§ WHAT THE EXERCISE ASKS
State how many lines in the records contain the string "hair". Give only the number.

§ Labeled region records
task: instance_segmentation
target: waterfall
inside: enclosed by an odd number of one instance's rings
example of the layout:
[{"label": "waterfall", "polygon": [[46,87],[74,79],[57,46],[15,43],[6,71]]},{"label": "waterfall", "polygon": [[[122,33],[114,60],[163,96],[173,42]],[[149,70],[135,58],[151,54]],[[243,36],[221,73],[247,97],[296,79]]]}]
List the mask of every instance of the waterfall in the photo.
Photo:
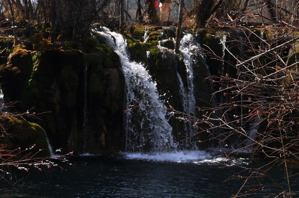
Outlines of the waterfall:
[{"label": "waterfall", "polygon": [[[87,57],[85,58],[87,60]],[[85,63],[84,70],[84,107],[83,109],[83,130],[82,133],[83,152],[86,152],[87,135],[87,64]]]},{"label": "waterfall", "polygon": [[[118,55],[125,80],[124,105],[140,103],[164,106],[159,99],[156,83],[143,64],[130,61],[126,41],[120,34],[106,31],[97,33],[104,36]],[[115,42],[114,42],[115,41]],[[172,128],[164,109],[140,106],[127,111],[124,116],[126,150],[127,152],[156,152],[175,150]]]},{"label": "waterfall", "polygon": [[[186,66],[187,77],[187,87],[185,88],[183,84],[181,77],[177,73],[179,83],[179,92],[182,96],[182,104],[184,112],[194,116],[198,111],[196,109],[195,98],[195,96],[194,75],[193,67],[196,61],[192,59],[195,55],[195,49],[200,47],[200,45],[195,41],[192,34],[185,34],[181,40],[180,53],[184,57],[184,62]],[[196,133],[196,129],[193,126],[192,122],[185,123],[185,136],[190,137]],[[197,149],[196,141],[189,139],[186,141],[185,147],[188,149]]]},{"label": "waterfall", "polygon": [[194,75],[193,74],[193,60],[192,56],[194,55],[193,51],[198,48],[195,45],[193,36],[190,33],[184,35],[181,41],[181,54],[184,58],[184,62],[186,65],[187,73],[188,90],[184,92],[184,99],[183,101],[184,112],[191,115],[194,115],[195,110],[195,97],[194,96]]}]

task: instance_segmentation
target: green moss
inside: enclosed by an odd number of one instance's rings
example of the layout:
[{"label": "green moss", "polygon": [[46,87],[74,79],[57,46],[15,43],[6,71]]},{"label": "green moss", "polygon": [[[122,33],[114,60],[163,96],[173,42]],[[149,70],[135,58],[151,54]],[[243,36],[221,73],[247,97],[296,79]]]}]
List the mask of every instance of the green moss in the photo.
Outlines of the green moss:
[{"label": "green moss", "polygon": [[158,45],[159,41],[162,39],[160,33],[157,31],[153,31],[149,34],[148,38],[146,41],[146,44],[150,48],[154,47]]},{"label": "green moss", "polygon": [[[21,150],[31,148],[27,152],[27,153],[31,153],[29,154],[28,157],[37,152],[38,153],[35,157],[44,157],[50,155],[46,134],[39,125],[12,117],[2,118],[2,121],[6,128],[7,133],[10,134],[10,137],[7,137],[5,138],[6,149],[13,150],[19,147]],[[32,148],[34,144],[35,146]],[[42,150],[39,151],[40,149]],[[27,154],[23,153],[22,155]]]},{"label": "green moss", "polygon": [[33,37],[32,42],[33,50],[36,51],[43,51],[55,48],[54,45],[50,41],[37,34]]},{"label": "green moss", "polygon": [[[161,51],[157,47],[152,47],[150,50],[153,56],[156,66],[158,67],[162,61],[162,55]],[[158,68],[157,68],[158,69]]]},{"label": "green moss", "polygon": [[145,27],[144,26],[137,25],[133,25],[130,31],[133,36],[139,39],[143,38],[145,33]]},{"label": "green moss", "polygon": [[137,62],[141,62],[144,64],[148,64],[146,48],[143,42],[136,40],[131,37],[127,36],[126,40],[132,60]]}]

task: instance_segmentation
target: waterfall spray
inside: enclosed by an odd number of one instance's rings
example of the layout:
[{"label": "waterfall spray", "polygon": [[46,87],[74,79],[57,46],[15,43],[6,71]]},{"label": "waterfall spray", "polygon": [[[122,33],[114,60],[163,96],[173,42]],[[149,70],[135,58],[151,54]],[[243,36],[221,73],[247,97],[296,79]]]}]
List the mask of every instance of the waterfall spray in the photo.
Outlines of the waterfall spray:
[{"label": "waterfall spray", "polygon": [[[143,104],[164,106],[159,99],[156,84],[144,65],[129,60],[127,43],[122,36],[109,31],[96,33],[105,37],[119,57],[125,79],[125,106],[136,104],[136,100]],[[166,111],[159,108],[141,106],[128,111],[124,118],[126,151],[175,150],[177,144],[174,142],[167,117]]]}]

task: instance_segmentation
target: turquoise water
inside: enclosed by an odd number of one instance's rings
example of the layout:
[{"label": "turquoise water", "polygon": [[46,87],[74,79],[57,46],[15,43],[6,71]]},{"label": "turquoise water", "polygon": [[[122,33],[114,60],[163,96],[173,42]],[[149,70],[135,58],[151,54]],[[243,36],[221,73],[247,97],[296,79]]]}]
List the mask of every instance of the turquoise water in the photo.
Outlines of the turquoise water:
[{"label": "turquoise water", "polygon": [[[231,161],[201,152],[85,155],[69,159],[72,165],[62,164],[63,169],[31,169],[29,175],[21,172],[26,181],[13,185],[2,181],[0,197],[225,198],[236,193],[249,175],[241,167],[254,165],[249,159]],[[236,179],[227,180],[235,174]],[[265,179],[259,179],[279,190]],[[282,178],[278,180],[286,184]],[[264,187],[245,197],[264,197],[262,194],[270,192]]]}]

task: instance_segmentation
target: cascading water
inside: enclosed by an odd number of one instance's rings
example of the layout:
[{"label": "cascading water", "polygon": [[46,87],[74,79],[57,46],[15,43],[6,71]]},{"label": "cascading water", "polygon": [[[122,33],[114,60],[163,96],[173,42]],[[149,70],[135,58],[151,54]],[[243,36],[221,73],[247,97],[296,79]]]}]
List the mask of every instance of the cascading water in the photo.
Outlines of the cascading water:
[{"label": "cascading water", "polygon": [[[86,58],[85,58],[86,59]],[[83,109],[83,131],[82,133],[83,152],[85,152],[87,134],[87,64],[84,70],[84,107]]]},{"label": "cascading water", "polygon": [[[97,32],[105,37],[107,44],[119,56],[125,79],[125,106],[138,104],[136,101],[143,104],[163,106],[159,99],[156,83],[144,66],[129,60],[127,43],[122,36],[105,30]],[[140,106],[127,111],[124,117],[126,151],[156,152],[176,149],[177,144],[173,141],[172,128],[164,109]]]}]

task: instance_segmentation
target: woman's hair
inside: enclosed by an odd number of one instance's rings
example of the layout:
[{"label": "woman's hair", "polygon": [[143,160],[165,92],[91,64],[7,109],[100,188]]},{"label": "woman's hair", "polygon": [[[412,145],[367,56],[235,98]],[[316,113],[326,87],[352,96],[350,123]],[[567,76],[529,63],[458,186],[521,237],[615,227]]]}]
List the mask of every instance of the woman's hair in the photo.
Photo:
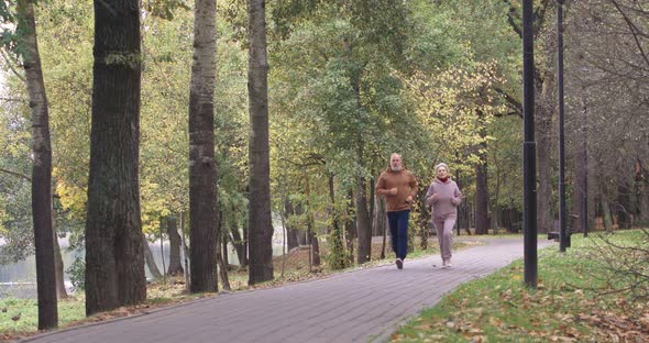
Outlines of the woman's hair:
[{"label": "woman's hair", "polygon": [[435,172],[436,173],[437,173],[437,169],[439,169],[439,167],[444,167],[444,168],[447,168],[447,172],[449,172],[449,166],[447,166],[446,163],[440,163],[437,166],[435,166]]}]

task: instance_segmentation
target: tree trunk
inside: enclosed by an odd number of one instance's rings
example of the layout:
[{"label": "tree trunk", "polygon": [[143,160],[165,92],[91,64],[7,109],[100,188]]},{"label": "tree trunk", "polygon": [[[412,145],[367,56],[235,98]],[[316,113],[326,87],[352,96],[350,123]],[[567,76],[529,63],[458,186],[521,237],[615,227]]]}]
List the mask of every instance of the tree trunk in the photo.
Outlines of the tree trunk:
[{"label": "tree trunk", "polygon": [[167,217],[167,235],[169,236],[169,268],[168,275],[183,274],[180,263],[180,235],[178,234],[178,222],[176,217]]},{"label": "tree trunk", "polygon": [[180,212],[180,244],[183,244],[183,258],[185,264],[185,289],[189,290],[189,248],[187,247],[187,239],[185,236],[185,226],[186,226],[186,215],[185,212]]},{"label": "tree trunk", "polygon": [[234,251],[237,251],[237,258],[239,258],[239,265],[243,268],[248,265],[244,242],[242,242],[239,229],[232,228],[230,231],[232,234],[232,245],[234,245]]},{"label": "tree trunk", "polygon": [[34,7],[29,0],[18,1],[20,47],[30,107],[32,111],[32,218],[36,248],[36,291],[38,295],[38,330],[58,325],[54,230],[52,228],[52,144],[50,114],[41,56],[36,41]]},{"label": "tree trunk", "polygon": [[248,1],[250,107],[249,285],[273,279],[273,223],[268,150],[268,65],[264,0]]},{"label": "tree trunk", "polygon": [[318,244],[318,233],[316,232],[316,220],[314,218],[314,208],[310,203],[311,188],[309,186],[309,177],[306,180],[306,196],[307,196],[307,232],[311,250],[311,262],[314,266],[320,266],[320,244]]},{"label": "tree trunk", "polygon": [[348,215],[346,221],[344,222],[344,230],[345,230],[345,242],[346,242],[346,253],[348,253],[348,262],[349,265],[354,264],[354,241],[356,239],[356,230],[354,226],[353,220],[353,212],[354,212],[354,204],[353,204],[353,193],[350,190],[348,195],[349,206],[348,206]]},{"label": "tree trunk", "polygon": [[[53,202],[51,202],[53,203]],[[65,273],[63,270],[63,256],[61,255],[61,245],[58,245],[58,235],[56,234],[56,221],[54,220],[54,207],[52,208],[52,234],[54,243],[54,270],[56,273],[56,296],[58,299],[67,298],[65,289]]]},{"label": "tree trunk", "polygon": [[[222,213],[218,212],[219,215],[219,228],[217,230],[217,232],[219,232],[219,235],[217,235],[217,264],[219,265],[219,276],[221,277],[221,286],[223,287],[224,290],[230,290],[230,278],[228,277],[228,262],[227,258],[223,257],[228,256],[228,240],[223,240],[221,232],[223,230],[221,230],[222,228]],[[223,247],[223,248],[221,248]]]},{"label": "tree trunk", "polygon": [[629,197],[630,189],[625,180],[618,180],[619,186],[617,188],[617,204],[615,207],[615,214],[617,215],[617,225],[619,229],[630,229],[631,213],[631,200]]},{"label": "tree trunk", "polygon": [[[284,201],[284,211],[286,211],[286,218],[295,214],[295,209],[290,200]],[[298,230],[294,225],[286,225],[286,248],[290,252],[294,247],[299,245],[298,242]]]},{"label": "tree trunk", "polygon": [[148,241],[144,235],[142,235],[142,246],[144,247],[144,261],[146,262],[148,273],[151,273],[151,276],[154,279],[161,279],[163,275],[157,268],[157,264],[155,263],[155,258],[153,258],[153,253],[151,252],[151,246],[148,246]]},{"label": "tree trunk", "polygon": [[140,5],[95,0],[86,313],[146,299],[140,215]]},{"label": "tree trunk", "polygon": [[[537,132],[537,157],[539,169],[539,190],[537,196],[537,225],[538,232],[552,231],[552,167],[551,151],[552,142],[552,109],[554,108],[554,93],[552,91],[554,75],[546,71],[543,80],[537,89],[539,103],[537,106],[536,132]],[[537,92],[538,93],[538,92]]]},{"label": "tree trunk", "polygon": [[[482,146],[486,148],[486,146]],[[490,226],[488,218],[488,189],[487,189],[487,166],[486,156],[481,154],[482,163],[475,165],[475,234],[487,234]]]},{"label": "tree trunk", "polygon": [[419,187],[419,195],[417,197],[417,201],[419,202],[419,237],[421,242],[419,243],[419,247],[421,250],[428,248],[428,222],[430,221],[430,211],[426,206],[426,193],[428,192],[428,187]]},{"label": "tree trunk", "polygon": [[58,299],[67,298],[67,290],[65,289],[65,273],[63,265],[63,256],[61,255],[61,245],[58,245],[58,237],[54,231],[54,268],[56,272],[56,296]]},{"label": "tree trunk", "polygon": [[372,228],[367,217],[367,196],[365,195],[365,179],[356,177],[356,232],[359,236],[358,263],[363,264],[371,259],[372,254]]},{"label": "tree trunk", "polygon": [[[374,174],[374,173],[372,173]],[[367,213],[367,218],[372,219],[372,222],[370,223],[372,226],[370,229],[370,236],[373,237],[375,235],[378,235],[378,231],[375,225],[374,225],[374,213],[376,212],[376,201],[374,199],[374,187],[375,187],[375,181],[374,178],[370,179],[370,197],[367,199],[370,199],[370,213]]]},{"label": "tree trunk", "polygon": [[215,85],[217,2],[197,0],[189,90],[189,244],[191,292],[217,291]]},{"label": "tree trunk", "polygon": [[647,225],[649,224],[649,173],[640,158],[636,161],[636,189],[639,224]]},{"label": "tree trunk", "polygon": [[331,269],[342,269],[346,267],[346,261],[344,258],[344,246],[342,244],[343,234],[340,230],[339,211],[336,207],[336,190],[333,187],[333,174],[329,174],[329,199],[331,200],[331,208],[329,215],[331,218],[331,225],[333,226],[329,233],[329,255]]},{"label": "tree trunk", "polygon": [[385,199],[378,196],[374,196],[374,201],[375,201],[375,206],[374,206],[374,220],[373,220],[373,226],[376,228],[375,232],[378,235],[383,235],[383,246],[381,250],[381,259],[385,258],[385,233],[386,233],[386,228],[387,228],[387,212],[385,209]]}]

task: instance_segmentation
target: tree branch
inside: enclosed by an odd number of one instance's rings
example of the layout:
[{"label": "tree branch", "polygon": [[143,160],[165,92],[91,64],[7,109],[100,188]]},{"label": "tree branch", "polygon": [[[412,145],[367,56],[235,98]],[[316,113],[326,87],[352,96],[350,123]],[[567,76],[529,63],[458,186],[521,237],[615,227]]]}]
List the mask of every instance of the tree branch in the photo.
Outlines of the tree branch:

§ WORKED SOLUTION
5